■ Input data
..........
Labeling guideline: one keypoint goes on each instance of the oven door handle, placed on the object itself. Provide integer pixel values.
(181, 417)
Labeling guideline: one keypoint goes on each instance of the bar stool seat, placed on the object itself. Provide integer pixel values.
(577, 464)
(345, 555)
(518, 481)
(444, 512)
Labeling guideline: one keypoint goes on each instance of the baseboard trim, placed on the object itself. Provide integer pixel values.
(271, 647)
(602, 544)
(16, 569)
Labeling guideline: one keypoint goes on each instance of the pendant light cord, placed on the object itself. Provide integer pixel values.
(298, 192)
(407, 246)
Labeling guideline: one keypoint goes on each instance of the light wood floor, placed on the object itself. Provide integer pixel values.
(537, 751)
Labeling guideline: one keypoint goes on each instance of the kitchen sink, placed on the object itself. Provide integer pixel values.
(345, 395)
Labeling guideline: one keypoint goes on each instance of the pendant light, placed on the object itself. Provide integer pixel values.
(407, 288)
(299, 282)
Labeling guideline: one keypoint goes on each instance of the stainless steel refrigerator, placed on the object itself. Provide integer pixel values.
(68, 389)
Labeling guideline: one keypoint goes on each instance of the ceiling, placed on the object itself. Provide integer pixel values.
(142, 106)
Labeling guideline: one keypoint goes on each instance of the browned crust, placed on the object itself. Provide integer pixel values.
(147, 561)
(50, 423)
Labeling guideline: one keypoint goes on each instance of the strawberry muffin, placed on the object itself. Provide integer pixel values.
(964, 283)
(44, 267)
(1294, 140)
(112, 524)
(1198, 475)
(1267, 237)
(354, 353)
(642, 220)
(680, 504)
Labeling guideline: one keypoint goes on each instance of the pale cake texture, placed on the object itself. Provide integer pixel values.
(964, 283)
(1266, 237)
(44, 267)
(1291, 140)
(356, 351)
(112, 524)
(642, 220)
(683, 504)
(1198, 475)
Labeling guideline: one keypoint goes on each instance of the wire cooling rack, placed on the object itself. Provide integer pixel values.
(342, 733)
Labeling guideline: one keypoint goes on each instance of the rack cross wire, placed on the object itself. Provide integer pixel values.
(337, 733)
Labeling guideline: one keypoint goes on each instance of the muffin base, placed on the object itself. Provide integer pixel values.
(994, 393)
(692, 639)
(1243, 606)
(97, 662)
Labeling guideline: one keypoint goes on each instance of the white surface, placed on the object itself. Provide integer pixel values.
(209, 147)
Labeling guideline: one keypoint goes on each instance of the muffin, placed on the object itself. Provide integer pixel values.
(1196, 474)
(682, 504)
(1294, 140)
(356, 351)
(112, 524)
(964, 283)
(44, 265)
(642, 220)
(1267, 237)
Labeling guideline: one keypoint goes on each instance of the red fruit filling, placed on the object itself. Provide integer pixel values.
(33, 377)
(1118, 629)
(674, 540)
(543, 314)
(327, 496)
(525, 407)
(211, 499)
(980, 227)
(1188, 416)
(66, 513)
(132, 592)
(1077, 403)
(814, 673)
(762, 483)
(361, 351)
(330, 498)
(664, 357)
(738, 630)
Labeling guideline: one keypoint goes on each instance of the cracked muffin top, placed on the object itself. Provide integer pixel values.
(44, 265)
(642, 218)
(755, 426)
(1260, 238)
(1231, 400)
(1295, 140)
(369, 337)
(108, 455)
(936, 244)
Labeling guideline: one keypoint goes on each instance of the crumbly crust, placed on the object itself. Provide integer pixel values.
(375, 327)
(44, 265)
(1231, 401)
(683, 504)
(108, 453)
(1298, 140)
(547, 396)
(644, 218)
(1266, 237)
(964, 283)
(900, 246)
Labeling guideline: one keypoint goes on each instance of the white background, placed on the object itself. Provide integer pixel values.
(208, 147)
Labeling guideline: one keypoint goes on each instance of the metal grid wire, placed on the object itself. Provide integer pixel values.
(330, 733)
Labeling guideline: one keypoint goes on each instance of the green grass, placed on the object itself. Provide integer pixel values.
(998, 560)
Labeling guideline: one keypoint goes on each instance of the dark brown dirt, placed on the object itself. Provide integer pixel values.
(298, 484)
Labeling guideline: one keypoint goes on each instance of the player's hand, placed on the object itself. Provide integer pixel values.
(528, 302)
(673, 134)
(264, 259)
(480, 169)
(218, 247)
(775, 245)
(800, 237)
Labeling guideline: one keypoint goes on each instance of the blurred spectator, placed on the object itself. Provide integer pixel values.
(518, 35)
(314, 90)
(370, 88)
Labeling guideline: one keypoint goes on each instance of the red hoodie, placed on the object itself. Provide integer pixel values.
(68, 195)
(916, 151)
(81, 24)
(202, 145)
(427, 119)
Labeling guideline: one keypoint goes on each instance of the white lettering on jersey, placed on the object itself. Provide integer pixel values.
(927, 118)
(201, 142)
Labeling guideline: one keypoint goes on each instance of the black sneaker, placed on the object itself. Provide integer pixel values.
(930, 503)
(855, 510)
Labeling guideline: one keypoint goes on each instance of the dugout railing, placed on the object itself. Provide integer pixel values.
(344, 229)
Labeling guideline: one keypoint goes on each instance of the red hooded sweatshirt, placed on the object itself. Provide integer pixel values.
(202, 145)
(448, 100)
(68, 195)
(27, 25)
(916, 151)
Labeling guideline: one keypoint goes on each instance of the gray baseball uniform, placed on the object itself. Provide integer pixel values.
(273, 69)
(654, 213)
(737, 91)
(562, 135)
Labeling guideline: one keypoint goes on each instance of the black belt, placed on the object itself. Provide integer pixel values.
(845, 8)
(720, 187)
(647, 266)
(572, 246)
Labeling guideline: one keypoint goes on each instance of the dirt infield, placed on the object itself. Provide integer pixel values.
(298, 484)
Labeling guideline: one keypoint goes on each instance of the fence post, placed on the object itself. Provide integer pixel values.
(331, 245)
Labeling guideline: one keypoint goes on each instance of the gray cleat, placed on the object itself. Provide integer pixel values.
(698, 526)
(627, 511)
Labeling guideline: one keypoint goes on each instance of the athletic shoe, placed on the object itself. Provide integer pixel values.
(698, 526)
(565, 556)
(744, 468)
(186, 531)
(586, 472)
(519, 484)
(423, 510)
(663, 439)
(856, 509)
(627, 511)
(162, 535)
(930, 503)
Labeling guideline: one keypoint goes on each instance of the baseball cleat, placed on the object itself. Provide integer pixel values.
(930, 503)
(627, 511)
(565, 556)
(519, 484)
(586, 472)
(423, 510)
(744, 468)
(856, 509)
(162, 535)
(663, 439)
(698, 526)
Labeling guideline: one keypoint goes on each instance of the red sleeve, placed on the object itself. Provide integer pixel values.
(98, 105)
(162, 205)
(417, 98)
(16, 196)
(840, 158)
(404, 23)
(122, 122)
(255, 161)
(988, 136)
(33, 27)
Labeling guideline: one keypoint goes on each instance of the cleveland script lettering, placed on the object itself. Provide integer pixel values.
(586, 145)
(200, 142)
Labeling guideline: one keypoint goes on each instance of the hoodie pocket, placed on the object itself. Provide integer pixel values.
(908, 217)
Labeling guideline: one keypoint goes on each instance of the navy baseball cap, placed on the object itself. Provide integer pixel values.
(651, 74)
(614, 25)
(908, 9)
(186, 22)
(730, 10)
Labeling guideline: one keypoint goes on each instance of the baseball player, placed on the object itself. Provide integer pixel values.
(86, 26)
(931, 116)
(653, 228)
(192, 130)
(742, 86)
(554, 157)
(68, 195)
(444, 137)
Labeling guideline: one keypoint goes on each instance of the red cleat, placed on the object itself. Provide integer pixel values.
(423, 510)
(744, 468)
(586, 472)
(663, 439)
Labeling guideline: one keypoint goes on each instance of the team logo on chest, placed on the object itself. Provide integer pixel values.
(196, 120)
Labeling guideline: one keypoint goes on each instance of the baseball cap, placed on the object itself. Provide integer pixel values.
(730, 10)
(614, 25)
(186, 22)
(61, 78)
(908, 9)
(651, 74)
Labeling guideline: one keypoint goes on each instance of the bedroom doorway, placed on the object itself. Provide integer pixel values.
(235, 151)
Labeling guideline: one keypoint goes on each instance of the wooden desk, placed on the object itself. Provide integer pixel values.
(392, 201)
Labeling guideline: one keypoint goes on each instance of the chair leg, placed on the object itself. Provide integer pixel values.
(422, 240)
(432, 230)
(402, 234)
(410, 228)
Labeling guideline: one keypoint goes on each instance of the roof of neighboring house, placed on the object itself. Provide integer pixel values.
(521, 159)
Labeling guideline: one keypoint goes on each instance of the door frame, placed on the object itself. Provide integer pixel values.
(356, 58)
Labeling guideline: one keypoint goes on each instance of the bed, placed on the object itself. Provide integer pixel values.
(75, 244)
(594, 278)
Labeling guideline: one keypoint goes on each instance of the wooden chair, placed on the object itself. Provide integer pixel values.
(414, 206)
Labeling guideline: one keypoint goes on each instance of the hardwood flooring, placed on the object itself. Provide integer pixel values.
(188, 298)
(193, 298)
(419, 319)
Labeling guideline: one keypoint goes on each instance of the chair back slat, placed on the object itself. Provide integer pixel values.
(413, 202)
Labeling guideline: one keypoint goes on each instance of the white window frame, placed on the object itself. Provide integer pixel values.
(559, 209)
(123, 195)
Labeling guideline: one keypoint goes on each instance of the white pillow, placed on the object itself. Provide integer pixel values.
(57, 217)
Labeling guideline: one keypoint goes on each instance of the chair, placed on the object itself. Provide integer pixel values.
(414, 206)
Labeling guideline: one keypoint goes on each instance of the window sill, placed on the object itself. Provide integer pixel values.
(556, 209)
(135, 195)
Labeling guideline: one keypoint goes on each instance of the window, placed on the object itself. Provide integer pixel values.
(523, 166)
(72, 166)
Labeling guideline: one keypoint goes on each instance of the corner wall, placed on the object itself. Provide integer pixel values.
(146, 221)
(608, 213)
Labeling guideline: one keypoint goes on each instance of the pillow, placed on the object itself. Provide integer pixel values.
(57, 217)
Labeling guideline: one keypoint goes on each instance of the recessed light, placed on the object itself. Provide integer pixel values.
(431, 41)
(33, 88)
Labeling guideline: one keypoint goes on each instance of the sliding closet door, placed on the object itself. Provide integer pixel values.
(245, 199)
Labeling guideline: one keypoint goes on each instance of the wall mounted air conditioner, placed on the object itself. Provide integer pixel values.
..........
■ Task goal
Format everything from the line containing "window sill, placed" down to the end of the listing above as a JSON array of strings, one string per line, with blank lines omitted.

■ Exercise solution
[
  "Labeling guideline: one keypoint goes on each instance of the window sill, placed on the object itself. Provide integer pixel values.",
  "(556, 209)",
  "(135, 195)",
  "Labeling guideline: one keypoint goes on each instance of the window, placed on the object itself. Provide integer pixel values.",
  "(523, 166)",
  "(72, 166)",
  "Labeling guideline: one keypoint goes on each instance of the corner wall, placed on the object itself. Provide integer pixel values.",
  "(146, 221)",
  "(608, 213)",
  "Labeling guideline: one keypoint goes on each instance of the pillow, placed on the object itself. Provide integer pixel values.",
  "(57, 217)",
  "Labeling guideline: one keypoint goes on each instance of the recessed light, placed on the object itself. Provide integer pixel values.",
  "(431, 41)",
  "(33, 88)",
  "Labeling guideline: one keypoint goes on each instance of the sliding closet door, placed on the object itself. Provide integer pixel values.",
  "(245, 199)",
  "Labeling guideline: one keypoint goes on each instance of the wall mounted air conditioner, placed on the object itself. Provide integer pixel values."
]